Print the lines below word for word, leaving out the pictures.
##### EXTRACTED INFORMATION
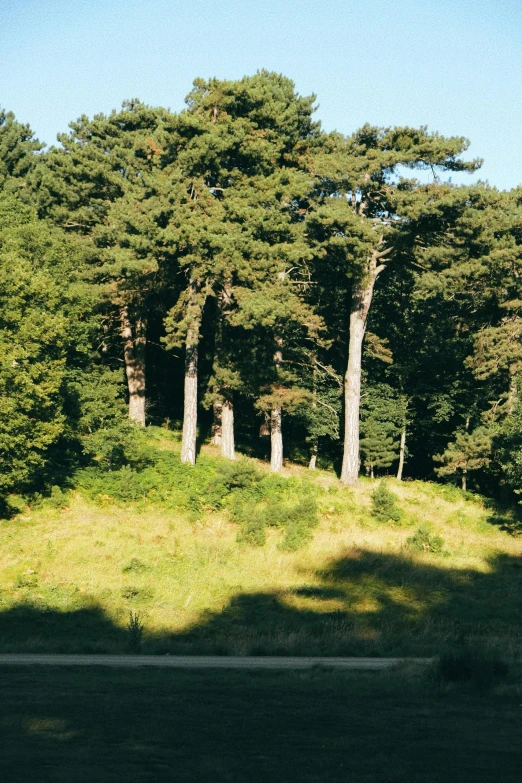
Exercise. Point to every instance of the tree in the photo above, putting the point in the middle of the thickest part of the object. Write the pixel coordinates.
(365, 217)
(33, 344)
(18, 148)
(240, 152)
(104, 185)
##########
THE REPLY:
Exercise. Point to every instance of the tree in the photo above, putting the point in the middle of the thickest part of the object. Write the pixel coordinates.
(365, 217)
(33, 344)
(18, 148)
(240, 152)
(104, 185)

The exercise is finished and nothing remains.